DOCUMENT PASSAGE ::
━━━━━━

AN TAOISEACH Micheál Martin has reiterated that his Government is not planning for a border poll or a United Ireland in the next five years.
Speaking today at the launch of the Shared Island Unit, the Fianna Fáil leader insisted that the focus will be on ensuring "the views, values and traditions" of everyone on the island "are acknowledged and understood", particularly those who had been traditionally underrepresented, such as women, young people and new communities on the island.
This will be through ongoing, open dialogue at how north-south relations can be enhanced, rather than a border poll, which the Taoiseach has in the past described as "divisive".
Ireland and the UK had made "huge strides" since the Good Friday Agreement to "reconciliation, tolerance and mutual trust" and there is a "shared determination to see bilateral partnership grow", he said.
In a question put to him by solicitor Sarah Creighton, the Taoiseach was asked why unionists would engage with proposals from the Shared Island Unit, and what he could say to "provide confidence to unionists that this is not a way to engage in a united Ireland".

━━━━━━

Extracted records ::
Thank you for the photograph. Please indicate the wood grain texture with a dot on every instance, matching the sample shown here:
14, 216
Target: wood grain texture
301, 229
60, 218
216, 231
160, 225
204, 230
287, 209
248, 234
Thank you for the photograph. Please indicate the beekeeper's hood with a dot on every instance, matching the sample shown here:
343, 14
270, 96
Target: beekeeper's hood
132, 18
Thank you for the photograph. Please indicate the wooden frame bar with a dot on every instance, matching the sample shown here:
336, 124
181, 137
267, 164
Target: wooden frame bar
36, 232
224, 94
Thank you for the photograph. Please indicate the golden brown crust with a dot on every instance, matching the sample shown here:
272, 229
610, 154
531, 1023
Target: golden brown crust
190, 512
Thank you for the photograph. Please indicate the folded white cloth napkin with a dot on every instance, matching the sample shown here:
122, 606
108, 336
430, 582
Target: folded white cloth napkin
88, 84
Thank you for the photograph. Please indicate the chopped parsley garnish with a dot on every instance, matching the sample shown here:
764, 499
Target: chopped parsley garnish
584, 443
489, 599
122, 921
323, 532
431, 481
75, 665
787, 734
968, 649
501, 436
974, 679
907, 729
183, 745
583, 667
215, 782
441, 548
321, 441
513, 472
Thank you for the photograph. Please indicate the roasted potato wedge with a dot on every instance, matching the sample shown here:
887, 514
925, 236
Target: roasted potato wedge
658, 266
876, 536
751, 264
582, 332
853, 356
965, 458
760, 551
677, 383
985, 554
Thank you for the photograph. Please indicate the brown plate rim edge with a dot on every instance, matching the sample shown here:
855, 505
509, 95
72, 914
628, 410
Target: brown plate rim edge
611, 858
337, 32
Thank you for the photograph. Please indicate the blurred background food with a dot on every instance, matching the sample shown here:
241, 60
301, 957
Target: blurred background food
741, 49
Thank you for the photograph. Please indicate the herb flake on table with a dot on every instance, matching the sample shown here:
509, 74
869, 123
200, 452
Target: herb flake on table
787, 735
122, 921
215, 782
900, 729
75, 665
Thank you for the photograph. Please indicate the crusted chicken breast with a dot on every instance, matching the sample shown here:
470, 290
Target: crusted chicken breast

━━━━━━

In the article on the Shared Island Unit launch, which groups does the Taoiseach name as traditionally underrepresented?

Women, young people and new communities on the island.